::: Source passage :::

Modeling could also be used to inform some of the challenging decisions among competing priorities in preventive care that clinicians and policy makers make in real-world practice. For example, the number of preventive services recommended during an average visit may exceed the amount of time a clinician has available to address them. In addition, many patients have comorbidities that set up competing priorities with the impetus to deliver preventive care. To present realistic projections of the impact of preventive services in actual practice, it would be helpful for models to not assume 100 percent adherence to an intervention and to account for the fact that harms and benefits data from randomized trials may need to be adjusted to reflect real-world outcomes.
Decision models are inherently imperfect and usually rely on base case assumptions about which uncertainty exists. Sensitivity analysis is important in all modeling, to understand how results may change when assumptions are varied over plausible ranges. With the appropriate caveats in mind, modeling can be helpful to elucidate the tradeoffs among costs, benefits, and harms of alternative options, to support decision mak-
ing by policy makers, operational leaders of programs that deliver preventive care, and individual clinicians and patients.

::: Records supplied :::

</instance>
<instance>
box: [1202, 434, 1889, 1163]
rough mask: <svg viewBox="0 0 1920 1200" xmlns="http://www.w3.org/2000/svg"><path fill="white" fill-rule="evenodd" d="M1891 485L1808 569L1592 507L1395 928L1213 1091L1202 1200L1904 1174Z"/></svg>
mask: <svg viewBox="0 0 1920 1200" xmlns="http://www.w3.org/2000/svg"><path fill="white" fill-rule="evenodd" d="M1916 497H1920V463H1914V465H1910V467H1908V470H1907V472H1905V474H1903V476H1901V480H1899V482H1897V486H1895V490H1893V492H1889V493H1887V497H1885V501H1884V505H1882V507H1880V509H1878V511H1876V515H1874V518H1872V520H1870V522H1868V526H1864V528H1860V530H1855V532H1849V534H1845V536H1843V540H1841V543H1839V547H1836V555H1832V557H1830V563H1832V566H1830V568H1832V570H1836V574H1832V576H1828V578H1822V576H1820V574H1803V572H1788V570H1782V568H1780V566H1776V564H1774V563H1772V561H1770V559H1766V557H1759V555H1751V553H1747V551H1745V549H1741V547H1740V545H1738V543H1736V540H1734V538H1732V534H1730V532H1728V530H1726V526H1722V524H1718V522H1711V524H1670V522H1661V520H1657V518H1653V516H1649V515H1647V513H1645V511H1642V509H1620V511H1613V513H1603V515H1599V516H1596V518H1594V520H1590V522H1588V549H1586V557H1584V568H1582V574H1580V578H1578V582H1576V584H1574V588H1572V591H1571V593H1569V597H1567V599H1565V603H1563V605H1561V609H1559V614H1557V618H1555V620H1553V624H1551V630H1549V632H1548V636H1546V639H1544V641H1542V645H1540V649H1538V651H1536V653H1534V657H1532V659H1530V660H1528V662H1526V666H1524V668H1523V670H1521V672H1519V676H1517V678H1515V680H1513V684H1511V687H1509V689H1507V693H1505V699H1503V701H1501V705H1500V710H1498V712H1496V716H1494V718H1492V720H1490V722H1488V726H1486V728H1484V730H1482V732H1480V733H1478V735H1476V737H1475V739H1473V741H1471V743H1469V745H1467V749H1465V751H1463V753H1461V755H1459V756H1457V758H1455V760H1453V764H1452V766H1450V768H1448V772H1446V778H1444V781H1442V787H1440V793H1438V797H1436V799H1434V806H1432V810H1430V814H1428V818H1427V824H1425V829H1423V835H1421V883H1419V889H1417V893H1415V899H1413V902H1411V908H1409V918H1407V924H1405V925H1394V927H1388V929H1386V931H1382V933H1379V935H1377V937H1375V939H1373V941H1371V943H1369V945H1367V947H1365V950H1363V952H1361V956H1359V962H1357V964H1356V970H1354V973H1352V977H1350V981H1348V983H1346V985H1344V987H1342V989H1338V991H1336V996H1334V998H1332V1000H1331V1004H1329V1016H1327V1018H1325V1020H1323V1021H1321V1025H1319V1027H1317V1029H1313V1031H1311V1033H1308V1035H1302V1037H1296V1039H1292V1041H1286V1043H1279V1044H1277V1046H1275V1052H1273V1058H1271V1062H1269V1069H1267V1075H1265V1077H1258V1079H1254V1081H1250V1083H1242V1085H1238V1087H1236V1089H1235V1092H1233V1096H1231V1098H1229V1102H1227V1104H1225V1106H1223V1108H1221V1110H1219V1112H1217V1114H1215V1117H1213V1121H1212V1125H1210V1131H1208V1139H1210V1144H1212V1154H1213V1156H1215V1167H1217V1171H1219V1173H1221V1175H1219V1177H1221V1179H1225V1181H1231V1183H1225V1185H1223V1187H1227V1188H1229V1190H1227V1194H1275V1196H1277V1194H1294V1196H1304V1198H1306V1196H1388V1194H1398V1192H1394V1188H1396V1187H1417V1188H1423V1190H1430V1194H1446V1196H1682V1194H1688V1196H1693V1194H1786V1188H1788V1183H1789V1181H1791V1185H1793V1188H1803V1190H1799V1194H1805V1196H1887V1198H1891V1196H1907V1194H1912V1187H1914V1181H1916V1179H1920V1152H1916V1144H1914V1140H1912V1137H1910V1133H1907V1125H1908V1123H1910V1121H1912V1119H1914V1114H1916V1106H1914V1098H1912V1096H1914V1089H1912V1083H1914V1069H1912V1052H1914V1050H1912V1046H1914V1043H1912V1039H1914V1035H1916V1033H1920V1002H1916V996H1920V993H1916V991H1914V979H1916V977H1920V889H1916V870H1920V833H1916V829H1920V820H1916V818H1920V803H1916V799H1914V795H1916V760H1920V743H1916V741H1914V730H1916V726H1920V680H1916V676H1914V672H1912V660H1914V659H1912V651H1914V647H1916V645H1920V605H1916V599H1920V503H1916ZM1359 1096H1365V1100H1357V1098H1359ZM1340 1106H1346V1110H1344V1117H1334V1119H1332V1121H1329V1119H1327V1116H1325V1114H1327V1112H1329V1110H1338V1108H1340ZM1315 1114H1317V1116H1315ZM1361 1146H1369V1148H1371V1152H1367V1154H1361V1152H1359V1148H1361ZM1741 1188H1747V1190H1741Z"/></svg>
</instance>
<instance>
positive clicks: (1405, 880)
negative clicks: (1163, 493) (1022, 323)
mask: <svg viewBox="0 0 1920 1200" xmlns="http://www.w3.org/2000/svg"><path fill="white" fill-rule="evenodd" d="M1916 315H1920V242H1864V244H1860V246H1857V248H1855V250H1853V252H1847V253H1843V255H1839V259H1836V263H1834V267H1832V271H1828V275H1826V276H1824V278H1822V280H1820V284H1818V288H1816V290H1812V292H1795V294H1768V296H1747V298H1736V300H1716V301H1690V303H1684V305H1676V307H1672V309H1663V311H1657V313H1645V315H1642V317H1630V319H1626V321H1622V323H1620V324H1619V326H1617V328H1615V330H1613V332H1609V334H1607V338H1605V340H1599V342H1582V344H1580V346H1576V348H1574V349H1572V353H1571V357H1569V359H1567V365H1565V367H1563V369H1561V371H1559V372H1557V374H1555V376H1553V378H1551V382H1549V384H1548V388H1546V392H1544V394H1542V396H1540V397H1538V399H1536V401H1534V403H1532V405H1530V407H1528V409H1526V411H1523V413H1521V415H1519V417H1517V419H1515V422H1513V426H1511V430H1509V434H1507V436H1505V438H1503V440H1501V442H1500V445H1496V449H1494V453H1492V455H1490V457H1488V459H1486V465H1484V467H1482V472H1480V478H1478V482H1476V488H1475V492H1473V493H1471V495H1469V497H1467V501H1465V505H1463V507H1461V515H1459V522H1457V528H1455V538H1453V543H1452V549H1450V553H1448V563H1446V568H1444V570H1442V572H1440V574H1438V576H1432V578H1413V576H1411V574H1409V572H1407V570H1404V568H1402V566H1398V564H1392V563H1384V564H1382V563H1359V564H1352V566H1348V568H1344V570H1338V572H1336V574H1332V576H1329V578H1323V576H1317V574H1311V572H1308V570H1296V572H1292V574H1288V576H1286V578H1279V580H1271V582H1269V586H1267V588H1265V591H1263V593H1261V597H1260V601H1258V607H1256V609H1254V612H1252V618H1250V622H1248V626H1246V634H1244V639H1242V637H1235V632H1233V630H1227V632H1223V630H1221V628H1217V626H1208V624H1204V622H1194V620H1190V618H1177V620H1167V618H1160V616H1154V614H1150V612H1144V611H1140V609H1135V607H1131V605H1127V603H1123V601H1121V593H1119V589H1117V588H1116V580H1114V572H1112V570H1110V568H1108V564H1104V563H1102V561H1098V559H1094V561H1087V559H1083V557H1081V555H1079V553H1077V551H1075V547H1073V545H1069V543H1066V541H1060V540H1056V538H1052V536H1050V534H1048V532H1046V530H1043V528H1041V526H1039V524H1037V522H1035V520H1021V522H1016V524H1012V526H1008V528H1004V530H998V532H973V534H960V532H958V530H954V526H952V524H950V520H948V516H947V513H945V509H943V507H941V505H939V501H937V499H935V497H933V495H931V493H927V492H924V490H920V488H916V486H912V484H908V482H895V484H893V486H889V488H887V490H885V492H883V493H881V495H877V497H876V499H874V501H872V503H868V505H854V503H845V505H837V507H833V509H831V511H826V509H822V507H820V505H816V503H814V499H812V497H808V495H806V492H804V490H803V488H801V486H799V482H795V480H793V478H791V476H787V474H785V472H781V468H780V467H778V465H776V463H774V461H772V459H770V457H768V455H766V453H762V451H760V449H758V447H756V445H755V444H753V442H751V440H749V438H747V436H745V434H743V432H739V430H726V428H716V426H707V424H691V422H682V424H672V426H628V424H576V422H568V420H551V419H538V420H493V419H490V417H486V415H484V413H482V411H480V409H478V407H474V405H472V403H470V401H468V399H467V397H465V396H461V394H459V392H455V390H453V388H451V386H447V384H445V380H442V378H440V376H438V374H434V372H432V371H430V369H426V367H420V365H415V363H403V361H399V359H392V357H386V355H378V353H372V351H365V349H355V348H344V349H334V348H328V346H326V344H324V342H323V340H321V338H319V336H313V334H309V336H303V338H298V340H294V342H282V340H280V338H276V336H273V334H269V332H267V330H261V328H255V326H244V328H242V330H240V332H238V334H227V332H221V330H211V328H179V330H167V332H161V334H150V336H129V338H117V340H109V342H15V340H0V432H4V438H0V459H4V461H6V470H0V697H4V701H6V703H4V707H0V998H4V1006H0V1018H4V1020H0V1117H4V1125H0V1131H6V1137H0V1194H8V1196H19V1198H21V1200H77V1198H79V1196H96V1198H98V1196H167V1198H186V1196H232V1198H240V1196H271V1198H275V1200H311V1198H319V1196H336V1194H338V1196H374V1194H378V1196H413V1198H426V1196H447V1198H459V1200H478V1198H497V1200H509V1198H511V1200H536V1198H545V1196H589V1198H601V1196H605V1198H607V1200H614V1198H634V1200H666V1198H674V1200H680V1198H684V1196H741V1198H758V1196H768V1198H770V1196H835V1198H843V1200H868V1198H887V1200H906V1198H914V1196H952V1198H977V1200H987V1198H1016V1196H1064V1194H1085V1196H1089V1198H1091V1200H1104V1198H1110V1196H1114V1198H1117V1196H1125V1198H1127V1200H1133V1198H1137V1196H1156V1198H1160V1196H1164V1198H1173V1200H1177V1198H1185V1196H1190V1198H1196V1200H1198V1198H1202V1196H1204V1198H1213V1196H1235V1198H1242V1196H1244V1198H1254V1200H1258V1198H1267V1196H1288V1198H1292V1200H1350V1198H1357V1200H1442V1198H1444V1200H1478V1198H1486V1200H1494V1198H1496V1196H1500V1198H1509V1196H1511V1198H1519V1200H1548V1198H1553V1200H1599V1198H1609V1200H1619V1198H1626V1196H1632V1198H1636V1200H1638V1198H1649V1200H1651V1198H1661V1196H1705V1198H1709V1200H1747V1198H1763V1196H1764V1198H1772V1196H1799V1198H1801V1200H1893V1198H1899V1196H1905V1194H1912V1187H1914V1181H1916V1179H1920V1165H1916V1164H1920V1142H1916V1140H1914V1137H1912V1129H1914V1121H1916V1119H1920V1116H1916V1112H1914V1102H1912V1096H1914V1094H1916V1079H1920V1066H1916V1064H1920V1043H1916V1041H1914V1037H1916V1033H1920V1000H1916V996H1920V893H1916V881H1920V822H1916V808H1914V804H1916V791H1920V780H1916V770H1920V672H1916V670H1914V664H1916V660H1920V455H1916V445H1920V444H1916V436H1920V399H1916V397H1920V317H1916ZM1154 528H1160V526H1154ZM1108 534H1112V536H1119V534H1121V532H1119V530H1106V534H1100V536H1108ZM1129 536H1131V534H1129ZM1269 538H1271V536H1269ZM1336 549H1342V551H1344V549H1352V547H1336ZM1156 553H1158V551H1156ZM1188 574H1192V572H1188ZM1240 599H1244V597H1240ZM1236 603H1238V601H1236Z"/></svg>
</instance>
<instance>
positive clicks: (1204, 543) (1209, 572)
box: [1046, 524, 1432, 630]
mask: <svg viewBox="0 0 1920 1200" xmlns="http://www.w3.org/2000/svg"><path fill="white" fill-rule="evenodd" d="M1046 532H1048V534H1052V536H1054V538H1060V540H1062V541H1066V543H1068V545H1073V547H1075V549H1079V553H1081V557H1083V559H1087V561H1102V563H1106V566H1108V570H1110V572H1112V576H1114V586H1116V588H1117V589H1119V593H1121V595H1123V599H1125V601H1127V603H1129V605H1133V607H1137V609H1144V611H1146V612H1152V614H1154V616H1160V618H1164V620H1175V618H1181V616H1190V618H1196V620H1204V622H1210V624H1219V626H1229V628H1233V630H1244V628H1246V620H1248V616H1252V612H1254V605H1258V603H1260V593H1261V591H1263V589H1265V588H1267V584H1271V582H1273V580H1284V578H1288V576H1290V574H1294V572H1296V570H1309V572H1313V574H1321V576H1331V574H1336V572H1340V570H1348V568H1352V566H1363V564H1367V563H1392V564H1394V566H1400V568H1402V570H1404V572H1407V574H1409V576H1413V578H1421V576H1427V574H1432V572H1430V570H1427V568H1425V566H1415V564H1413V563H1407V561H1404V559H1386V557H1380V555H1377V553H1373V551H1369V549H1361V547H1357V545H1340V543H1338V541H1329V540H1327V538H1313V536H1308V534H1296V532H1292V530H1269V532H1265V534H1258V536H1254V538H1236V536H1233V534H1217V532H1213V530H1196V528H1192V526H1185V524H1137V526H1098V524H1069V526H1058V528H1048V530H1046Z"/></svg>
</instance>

:::

### Tasks to carry out:
#1 From the passage on modeling in preventive care, copy out the text between "Modeling could also" and "reflect real-world outcomes.", inclusive.
#2 Condense the paragraph of the modeling passage that begins "Modeling could also be used" into a short bulleted list that retains its main points.

### Answer section:
#1
Modeling could also be used to inform some of the challenging decisions among competing priorities in preventive care that clinicians and policy makers make in real-world practice. For example, the number of preventive services recommended during an average visit may exceed the amount of time a clinician has available to address them. In addition, many patients have comorbidities that set up competing priorities with the impetus to deliver preventive care. To present realistic projections of the impact of preventive services in actual practice, it would be helpful for models to not assume 100 percent adherence to an intervention and to account for the fact that harms and benefits data from randomized trials may need to be adjusted to reflect real-world outcomes.

#2
- Modeling can inform difficult decisions among competing priorities in preventive care faced by clinicians and policy makers.
- The number of preventive services recommended during an average visit may exceed the time a clinician has to address them.
- Many patients have comorbidities that compete with the delivery of preventive care.
- For realistic projections, models should not assume 100 percent adherence to an intervention.
- Models should also account for the possibility that harms and benefits data from randomized trials need adjustment to reflect real-world outcomes.